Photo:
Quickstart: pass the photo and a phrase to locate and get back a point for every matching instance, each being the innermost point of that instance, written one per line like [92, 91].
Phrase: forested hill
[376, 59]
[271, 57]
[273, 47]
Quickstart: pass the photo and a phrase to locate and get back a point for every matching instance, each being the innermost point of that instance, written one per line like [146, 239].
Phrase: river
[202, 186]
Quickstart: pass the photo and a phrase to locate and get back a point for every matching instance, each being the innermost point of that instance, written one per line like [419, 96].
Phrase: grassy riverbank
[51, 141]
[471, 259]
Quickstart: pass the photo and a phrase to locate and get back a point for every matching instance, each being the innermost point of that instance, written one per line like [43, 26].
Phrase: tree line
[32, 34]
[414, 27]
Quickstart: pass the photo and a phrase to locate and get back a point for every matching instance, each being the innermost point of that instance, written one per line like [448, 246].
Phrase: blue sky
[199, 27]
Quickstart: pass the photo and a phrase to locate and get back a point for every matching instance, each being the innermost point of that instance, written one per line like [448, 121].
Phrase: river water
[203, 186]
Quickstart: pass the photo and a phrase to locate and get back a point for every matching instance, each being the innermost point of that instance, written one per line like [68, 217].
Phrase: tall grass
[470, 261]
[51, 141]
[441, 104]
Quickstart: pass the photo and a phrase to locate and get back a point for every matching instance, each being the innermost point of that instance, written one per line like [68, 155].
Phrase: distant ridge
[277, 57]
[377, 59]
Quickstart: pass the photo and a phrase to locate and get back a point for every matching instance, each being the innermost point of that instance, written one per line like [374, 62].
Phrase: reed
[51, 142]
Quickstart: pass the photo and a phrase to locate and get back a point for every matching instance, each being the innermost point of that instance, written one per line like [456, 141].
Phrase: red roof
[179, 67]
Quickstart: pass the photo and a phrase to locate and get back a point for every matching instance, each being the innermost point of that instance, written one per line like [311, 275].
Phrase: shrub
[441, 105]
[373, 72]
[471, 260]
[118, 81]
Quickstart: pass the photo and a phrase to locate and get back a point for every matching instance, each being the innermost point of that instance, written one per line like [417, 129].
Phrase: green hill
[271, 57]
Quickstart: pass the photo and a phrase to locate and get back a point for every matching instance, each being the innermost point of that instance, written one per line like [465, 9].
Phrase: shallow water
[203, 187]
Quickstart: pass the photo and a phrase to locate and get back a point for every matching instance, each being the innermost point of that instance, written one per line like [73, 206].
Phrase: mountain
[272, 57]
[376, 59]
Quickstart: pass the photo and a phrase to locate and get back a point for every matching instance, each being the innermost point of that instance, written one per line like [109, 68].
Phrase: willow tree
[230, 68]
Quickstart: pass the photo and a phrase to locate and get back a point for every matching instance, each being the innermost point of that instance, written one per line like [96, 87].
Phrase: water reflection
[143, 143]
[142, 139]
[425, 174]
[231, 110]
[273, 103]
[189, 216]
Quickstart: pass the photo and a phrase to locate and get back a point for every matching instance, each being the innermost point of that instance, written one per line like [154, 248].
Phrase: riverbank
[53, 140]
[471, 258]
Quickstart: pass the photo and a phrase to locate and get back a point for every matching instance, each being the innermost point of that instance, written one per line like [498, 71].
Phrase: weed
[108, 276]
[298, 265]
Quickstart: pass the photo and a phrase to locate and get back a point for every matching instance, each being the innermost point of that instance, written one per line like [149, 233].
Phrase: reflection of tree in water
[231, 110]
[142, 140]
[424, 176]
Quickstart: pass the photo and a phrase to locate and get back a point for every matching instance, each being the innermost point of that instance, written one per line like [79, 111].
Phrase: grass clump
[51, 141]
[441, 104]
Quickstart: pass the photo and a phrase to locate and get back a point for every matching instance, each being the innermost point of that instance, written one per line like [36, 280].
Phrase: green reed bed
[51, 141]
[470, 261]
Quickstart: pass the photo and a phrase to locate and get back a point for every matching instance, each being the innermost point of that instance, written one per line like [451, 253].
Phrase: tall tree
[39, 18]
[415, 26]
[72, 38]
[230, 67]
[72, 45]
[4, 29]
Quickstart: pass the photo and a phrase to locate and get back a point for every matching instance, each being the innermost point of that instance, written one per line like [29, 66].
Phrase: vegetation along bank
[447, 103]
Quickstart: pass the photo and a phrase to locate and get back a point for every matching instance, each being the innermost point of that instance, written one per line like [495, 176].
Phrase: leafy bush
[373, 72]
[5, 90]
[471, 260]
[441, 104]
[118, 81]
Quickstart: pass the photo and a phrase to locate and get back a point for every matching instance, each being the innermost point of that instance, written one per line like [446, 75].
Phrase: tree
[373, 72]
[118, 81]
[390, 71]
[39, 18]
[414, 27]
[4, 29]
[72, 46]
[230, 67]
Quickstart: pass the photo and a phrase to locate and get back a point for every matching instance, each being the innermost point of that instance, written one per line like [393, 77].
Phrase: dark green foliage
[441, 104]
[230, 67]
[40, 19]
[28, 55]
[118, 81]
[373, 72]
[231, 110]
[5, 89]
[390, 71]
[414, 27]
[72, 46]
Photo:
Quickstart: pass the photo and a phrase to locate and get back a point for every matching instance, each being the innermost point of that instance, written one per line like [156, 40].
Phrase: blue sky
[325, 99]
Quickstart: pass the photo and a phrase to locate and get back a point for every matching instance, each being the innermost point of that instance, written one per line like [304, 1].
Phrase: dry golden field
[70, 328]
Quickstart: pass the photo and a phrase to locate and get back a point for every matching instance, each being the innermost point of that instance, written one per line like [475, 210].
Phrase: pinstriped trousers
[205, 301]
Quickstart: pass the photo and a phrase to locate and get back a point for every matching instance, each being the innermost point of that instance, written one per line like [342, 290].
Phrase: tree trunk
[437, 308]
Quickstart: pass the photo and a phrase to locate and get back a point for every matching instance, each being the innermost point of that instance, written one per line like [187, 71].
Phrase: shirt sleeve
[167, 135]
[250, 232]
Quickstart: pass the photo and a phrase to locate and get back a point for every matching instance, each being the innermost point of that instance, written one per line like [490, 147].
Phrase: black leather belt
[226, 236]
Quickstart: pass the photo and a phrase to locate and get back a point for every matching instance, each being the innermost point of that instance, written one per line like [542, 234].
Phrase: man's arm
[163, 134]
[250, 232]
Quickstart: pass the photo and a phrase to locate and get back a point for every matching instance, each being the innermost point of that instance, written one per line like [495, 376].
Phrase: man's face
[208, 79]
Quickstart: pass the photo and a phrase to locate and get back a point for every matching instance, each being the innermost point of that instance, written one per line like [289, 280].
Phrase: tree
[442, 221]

Stated goal:
Extract, exactly as they appear, the lines from the one containing "like [542, 234]." through the final line.

Result of the task:
Quickstart: pass the photo and a phrase to locate and get back a point for every matching instance, each being the innermost point of that instance, written one per line like [542, 234].
Phrase: man's arm
[163, 134]
[250, 232]
Quickstart: pass the photo and a phrase to locate and get back a point for every matching instance, each being the innermost point of that instance, written one per line like [495, 376].
Phrase: man's face
[208, 79]
Quickstart: pass the photo and a phrase to locate and get back a point for every matching instance, each being the innermost point of that instance, written one per line like [289, 280].
Phrase: tree
[442, 221]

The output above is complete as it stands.